• **Your objective**:
A word-for-word copy of the entries, with the images left out, is what you should write.

Dataset entries
--------------------------------------------------

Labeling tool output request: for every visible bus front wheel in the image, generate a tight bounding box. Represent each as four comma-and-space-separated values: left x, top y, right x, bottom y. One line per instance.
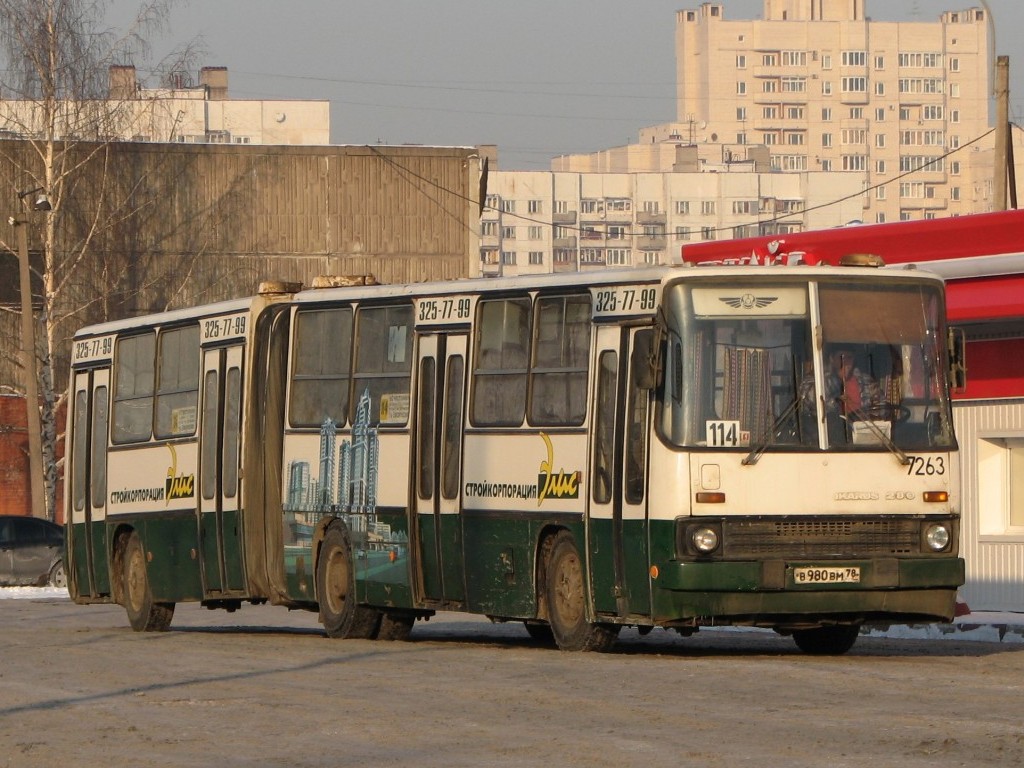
316, 524, 381, 639
123, 531, 174, 632
544, 531, 618, 652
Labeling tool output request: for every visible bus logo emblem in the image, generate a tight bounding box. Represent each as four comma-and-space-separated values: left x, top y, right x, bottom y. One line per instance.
537, 432, 581, 504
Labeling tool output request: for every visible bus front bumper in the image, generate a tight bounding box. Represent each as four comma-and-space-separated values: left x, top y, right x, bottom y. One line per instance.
650, 556, 965, 625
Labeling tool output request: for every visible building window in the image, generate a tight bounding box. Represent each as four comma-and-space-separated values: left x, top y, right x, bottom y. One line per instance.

--------------------------------------------------

• **Solved problem**:
Labeling tool output request: for every visible bus front wheel in the image, generate a tight bounding box. Represent each as four comma-and-space-separated values: left x, top y, right x, bottom y. One line per instance.
316, 524, 381, 639
123, 531, 174, 632
544, 531, 618, 652
Labeling tool output request: for every visible bus logo emblem in the image, generate a tight bounding box. Represent each as four comma-and-space-separated values: left x, top y, right x, bottom y. One line per instance.
537, 432, 581, 504
Labeling tool output request: for every visible bus front bumper in the image, generate a tight bounding box. Represent each as four comma-and-space-separated values: left x, top y, right x, bottom y. One line per instance.
650, 556, 965, 625
Labeling tool output request: for every visible building window in the image, generate a tight bounding box. Represent each as four comma-and-space-separated values: left x, top y, right x, bottom y. One line per instance.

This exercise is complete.